### Directions
Could you print every record below exactly as it appears?
--- Supplied records Enclosed Below ---
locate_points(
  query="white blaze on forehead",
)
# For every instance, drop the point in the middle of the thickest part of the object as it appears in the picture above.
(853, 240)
--- End of Enclosed Supplied records ---
### Response to the task
locate_points(
  query="white blaze on forehead",
)
# For every instance, drop the point in the middle of the thickest part of the object as it appears in the picture above.
(853, 240)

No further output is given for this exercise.